"Thanksgiving" is the tenth episode of the first season of the American television police sitcom series Brooklyn Nine-Nine. It was written by co-executive producer Luke Del Tredici and directed by Jorma Taccone, airing on Fox in the United States on November 26, 2013.

In this episode, Amy prepares a Thanksgiving dinner for the precinct in an attempt to ask Holt to be her mentor, much to Jake's dismay, as he hates the holiday. However, he and Holt leave the dinner in order to investigate a robbery in the evidence locker. Meanwhile, Santiago's dinner turns into a disaster. The episode was seen by an estimated 3.69 million household viewers and gained a 1.5/4 ratings share among adults aged 18–49, according to Nielsen Media Research. The episode received mostly positive reviews from critics, who praised Samberg's, Braugher's and Crews's performances.

Plot
It's Thanksgiving, and Amy Santiago (Melissa Fumero) prepares dinner for the precinct at her apartment in an attempt to get Raymond Holt (Andre Braugher) to be her mentor. This angers Jake Peralta (Andy Samberg), who hates the holiday. Peralta tries to get Holt to assign more cases to avoid the dinner and is told that if any case resurfaces, he can leave the dinner.

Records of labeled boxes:

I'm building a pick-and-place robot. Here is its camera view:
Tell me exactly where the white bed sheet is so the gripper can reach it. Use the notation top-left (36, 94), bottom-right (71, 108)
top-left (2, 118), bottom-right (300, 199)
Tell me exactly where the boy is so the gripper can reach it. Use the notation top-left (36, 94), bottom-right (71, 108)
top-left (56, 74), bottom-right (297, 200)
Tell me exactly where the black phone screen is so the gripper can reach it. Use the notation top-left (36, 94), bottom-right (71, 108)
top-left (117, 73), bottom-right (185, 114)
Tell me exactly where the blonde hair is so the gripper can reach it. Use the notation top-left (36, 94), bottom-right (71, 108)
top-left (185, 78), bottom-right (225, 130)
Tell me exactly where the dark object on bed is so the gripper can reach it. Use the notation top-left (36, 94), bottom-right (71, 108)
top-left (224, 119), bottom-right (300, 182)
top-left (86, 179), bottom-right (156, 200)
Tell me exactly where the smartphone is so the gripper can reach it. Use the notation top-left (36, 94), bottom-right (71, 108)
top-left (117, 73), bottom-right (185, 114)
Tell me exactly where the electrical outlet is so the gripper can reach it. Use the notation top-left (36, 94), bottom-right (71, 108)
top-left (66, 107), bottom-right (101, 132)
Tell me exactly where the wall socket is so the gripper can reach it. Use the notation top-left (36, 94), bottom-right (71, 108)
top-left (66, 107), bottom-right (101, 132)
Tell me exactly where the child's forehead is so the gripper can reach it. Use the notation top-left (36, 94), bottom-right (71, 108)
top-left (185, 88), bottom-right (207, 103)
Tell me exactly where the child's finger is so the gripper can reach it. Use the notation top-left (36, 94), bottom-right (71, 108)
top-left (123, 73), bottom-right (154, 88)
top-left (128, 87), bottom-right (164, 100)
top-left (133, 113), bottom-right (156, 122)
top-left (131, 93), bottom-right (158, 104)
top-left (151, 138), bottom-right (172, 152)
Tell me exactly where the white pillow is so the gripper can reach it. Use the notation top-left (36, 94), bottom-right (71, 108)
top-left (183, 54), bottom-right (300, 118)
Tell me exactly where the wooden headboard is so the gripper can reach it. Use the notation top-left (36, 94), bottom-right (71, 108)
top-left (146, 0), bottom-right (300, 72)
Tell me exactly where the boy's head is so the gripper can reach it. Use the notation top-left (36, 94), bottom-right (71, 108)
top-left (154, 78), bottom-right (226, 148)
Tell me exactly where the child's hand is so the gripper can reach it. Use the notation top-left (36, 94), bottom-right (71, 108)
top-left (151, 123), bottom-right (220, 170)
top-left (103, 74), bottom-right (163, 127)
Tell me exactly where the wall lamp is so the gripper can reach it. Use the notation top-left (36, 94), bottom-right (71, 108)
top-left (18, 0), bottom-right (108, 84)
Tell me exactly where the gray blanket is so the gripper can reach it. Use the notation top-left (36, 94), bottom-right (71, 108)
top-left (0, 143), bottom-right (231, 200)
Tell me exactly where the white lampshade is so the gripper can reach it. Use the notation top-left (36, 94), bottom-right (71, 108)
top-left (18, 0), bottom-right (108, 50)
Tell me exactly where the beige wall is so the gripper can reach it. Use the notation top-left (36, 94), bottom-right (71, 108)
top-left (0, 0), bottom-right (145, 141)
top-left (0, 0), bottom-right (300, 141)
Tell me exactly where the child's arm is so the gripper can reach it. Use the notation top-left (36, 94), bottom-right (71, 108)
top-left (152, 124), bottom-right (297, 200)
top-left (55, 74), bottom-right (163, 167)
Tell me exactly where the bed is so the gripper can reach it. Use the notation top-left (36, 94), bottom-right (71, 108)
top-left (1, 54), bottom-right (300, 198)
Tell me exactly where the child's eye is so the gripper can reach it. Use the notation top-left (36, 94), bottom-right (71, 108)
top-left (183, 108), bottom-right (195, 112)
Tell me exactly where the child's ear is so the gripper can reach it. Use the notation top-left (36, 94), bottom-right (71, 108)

DO THIS: Duplicate the passage of the Brooklyn Nine-Nine episode article between "In this episode, Amy" and "and Crews's performances.", inclusive.

COMPLETED EXERCISE:
In this episode, Amy prepares a Thanksgiving dinner for the precinct in an attempt to ask Holt to be her mentor, much to Jake's dismay, as he hates the holiday. However, he and Holt leave the dinner in order to investigate a robbery in the evidence locker. Meanwhile, Santiago's dinner turns into a disaster. The episode was seen by an estimated 3.69 million household viewers and gained a 1.5/4 ratings share among adults aged 18–49, according to Nielsen Media Research. The episode received mostly positive reviews from critics, who praised Samberg's, Braugher's and Crews's performances.